**Extract:**
Animated success

Bob Godfrey talks to Nick Smurthwaite about his work, John Lennon and his inadvertent Oscar nomination.

As well as being the godfather of British animation, with an Oscar and three Baftas to show for it, Bob Godfrey has been teaching for more years than he cares to remember.

“These days it’s usually a one-off gig. That’s all they can afford,” he says when the subject comes up. “It keeps me in touch with young people. You can always spot the ones with real talent. They don’t listen to you.” Bearded and benign, Godfrey is sitting at his desk overlooking London’s King’s Cross Road, where he has been based for the past 12 years. It’s not quite Wardour Street, where he had a studio in the 1960s, but the fact that he is still working at all in his 80th year is remarkable enough.

Not only working, but using state-of-the-art equipment and singing the praises of computerisation. “All the arduous stuff has gone thanks to computers,” says Godfrey. “I wouldn’t say I’m computer-literate, but I employ people who are. Computer animation has revolutionised the industry. The strange thing is my computerised films look like old trace-and-paint films because I feed the backgrounds into the computer and put the drawn animations over the top.”

Things must have changed unimaginably since Godfrey first worked for J Arthur Rank in a makeshift studio at the Odeon in London’s Marble Arch in the late 1940s. “Rank wanted to compete with the Americans so he poached one of Walt Disney’s top people and tried to set up a rival outfit to Disney, called Animaland,” he recalls. “It made the characters just different enough from the Disney characters to avoid accusations of copyright infringement.”

Entries taken from a collection
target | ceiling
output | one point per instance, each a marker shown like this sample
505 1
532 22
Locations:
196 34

**Exercise:** List each person mentioned by name in the article on Bob Godfrey above.

**Answer to this task:**
Bob Godfrey
Nick Smurthwaite
John Lennon
J Arthur Rank
Walt Disney